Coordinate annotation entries

════

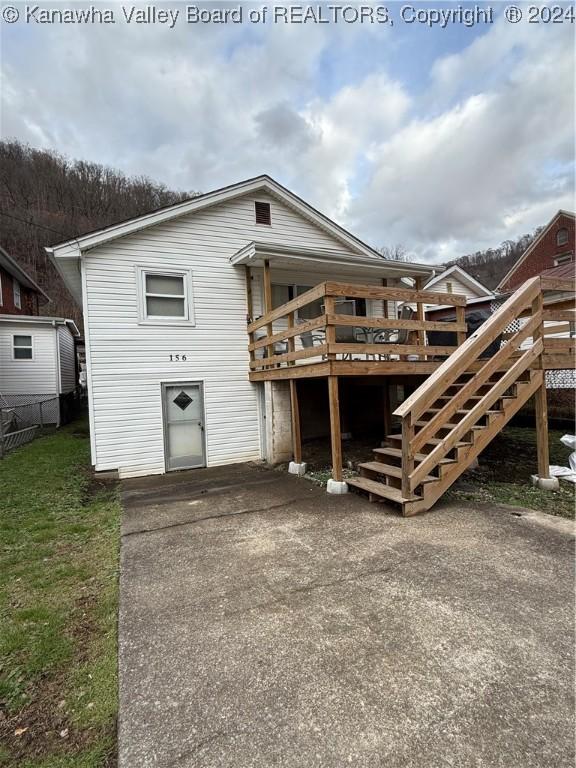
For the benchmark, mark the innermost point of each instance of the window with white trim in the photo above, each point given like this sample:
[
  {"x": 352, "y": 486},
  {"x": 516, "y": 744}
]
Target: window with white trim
[
  {"x": 565, "y": 258},
  {"x": 166, "y": 296},
  {"x": 22, "y": 347}
]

════

Rewrite the entries above with "window with white trim" changed to "window with white frame" everywhere it appears, keeping everything else the same. Leave the pictures out.

For the benchmark, mark the innermost point of each instance of the window with white frame in the photo above, each point given like this sample:
[
  {"x": 352, "y": 486},
  {"x": 516, "y": 744}
]
Target: window with white frame
[
  {"x": 565, "y": 258},
  {"x": 166, "y": 296},
  {"x": 22, "y": 347}
]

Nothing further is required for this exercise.